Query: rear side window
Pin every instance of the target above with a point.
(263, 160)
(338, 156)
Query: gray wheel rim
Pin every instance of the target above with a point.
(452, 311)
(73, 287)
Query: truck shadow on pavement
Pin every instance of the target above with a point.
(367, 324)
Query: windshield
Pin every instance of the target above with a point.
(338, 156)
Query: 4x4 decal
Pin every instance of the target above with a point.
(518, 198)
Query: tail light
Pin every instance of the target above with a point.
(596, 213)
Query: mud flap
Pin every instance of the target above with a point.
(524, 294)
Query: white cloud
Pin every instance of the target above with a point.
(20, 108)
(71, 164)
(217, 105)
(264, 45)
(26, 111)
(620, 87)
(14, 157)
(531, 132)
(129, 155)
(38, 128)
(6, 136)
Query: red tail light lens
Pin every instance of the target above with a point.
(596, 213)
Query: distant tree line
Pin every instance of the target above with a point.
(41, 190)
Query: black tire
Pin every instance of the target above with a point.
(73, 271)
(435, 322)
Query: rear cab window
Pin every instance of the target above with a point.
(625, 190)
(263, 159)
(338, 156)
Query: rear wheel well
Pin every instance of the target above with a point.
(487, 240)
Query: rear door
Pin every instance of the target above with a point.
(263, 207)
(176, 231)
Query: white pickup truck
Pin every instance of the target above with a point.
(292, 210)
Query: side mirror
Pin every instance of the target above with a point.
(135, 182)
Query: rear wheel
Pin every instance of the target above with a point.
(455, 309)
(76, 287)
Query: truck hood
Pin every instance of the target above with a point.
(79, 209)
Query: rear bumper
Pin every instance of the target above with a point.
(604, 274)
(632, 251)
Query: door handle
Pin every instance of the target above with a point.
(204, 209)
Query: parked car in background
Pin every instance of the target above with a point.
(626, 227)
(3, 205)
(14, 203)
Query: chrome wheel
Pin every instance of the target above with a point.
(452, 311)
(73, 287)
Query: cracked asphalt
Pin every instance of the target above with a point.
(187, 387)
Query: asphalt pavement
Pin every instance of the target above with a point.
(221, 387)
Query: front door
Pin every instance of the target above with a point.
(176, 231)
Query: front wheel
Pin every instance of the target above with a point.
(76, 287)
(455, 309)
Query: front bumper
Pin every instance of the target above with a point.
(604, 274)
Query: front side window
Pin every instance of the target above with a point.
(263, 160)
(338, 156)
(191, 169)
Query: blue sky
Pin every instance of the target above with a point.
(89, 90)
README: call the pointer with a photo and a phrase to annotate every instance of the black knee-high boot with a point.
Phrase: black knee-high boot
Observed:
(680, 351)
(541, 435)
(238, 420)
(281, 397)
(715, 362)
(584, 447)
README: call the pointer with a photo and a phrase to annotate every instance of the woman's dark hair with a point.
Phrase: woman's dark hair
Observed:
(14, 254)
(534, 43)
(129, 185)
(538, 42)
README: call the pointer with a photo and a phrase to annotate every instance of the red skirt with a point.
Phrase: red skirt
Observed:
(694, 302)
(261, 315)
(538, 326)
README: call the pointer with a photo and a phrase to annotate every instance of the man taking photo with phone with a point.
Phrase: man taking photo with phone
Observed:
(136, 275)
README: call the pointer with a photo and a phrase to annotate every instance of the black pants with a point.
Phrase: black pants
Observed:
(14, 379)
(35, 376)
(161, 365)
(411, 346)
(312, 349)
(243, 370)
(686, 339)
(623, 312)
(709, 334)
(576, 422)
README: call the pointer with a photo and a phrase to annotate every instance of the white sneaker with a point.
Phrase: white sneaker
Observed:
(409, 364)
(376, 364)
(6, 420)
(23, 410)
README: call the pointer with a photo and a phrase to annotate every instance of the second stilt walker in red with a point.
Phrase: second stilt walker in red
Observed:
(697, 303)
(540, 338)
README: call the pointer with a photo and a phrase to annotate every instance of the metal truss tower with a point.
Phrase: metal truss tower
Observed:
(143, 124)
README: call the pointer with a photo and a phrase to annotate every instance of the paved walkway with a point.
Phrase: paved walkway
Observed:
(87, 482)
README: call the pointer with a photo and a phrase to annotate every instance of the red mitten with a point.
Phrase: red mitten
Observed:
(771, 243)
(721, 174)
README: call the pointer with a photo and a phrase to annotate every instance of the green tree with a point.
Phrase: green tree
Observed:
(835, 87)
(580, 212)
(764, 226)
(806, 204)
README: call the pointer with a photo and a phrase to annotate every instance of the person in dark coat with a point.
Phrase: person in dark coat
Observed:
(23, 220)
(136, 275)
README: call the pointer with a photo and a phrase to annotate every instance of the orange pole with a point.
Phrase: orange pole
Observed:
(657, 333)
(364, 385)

* * *

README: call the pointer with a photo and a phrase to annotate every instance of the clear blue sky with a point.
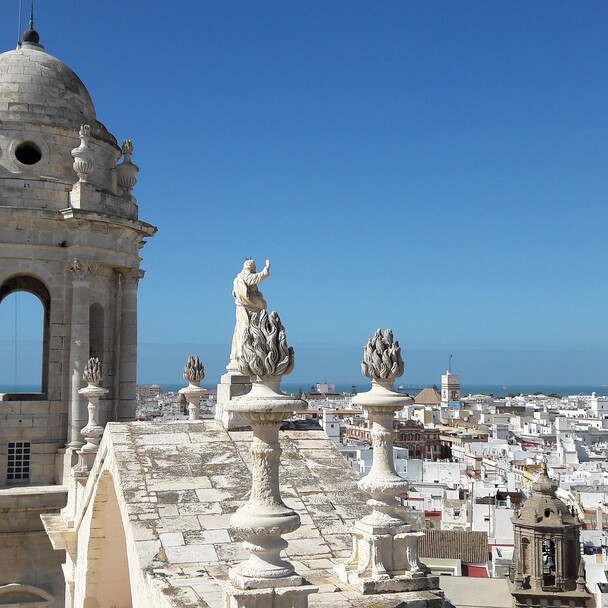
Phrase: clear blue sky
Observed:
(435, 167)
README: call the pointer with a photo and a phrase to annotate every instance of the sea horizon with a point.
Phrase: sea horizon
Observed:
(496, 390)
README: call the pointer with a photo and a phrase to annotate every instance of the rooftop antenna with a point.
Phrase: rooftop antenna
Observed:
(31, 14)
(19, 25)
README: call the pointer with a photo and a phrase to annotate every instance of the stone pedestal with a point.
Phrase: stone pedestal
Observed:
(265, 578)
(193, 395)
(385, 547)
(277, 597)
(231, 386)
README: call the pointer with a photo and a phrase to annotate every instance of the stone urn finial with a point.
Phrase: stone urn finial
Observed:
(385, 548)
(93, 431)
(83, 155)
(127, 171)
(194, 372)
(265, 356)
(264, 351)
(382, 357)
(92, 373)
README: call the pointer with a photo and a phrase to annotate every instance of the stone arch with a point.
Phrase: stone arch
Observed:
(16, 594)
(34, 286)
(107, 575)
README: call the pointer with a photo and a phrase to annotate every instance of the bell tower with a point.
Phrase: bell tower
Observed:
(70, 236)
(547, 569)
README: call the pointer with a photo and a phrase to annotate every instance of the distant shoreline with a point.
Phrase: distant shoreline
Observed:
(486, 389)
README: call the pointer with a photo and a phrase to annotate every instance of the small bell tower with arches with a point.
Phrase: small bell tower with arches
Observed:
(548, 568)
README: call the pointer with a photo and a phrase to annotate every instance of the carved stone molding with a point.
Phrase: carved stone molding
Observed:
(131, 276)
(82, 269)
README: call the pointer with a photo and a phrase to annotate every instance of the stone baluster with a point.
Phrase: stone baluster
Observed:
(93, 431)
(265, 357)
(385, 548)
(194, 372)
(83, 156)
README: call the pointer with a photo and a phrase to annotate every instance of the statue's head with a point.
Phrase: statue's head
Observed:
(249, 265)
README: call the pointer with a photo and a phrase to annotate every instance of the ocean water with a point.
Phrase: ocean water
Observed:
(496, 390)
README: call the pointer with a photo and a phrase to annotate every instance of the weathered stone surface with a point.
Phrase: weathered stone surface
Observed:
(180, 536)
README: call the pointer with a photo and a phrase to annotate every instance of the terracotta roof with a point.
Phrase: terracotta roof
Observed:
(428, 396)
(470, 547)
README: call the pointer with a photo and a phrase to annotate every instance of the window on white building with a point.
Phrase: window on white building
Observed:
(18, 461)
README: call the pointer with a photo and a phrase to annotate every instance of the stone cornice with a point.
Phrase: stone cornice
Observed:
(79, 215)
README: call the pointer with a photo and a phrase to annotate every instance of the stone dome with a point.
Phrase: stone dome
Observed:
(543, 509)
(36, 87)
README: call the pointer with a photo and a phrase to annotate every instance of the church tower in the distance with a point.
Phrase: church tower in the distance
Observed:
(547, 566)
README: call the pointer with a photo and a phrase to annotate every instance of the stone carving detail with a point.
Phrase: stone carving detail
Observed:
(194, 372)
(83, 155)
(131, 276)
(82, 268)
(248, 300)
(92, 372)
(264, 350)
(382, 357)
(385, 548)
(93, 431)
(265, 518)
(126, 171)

- **Work order**
Reproduce each line from the data that has "walkway" in it.

- **Response below**
README: call the pointer with a photo and a phrase to annotate every instance of the paved walkway with a point.
Phrase: paved walkway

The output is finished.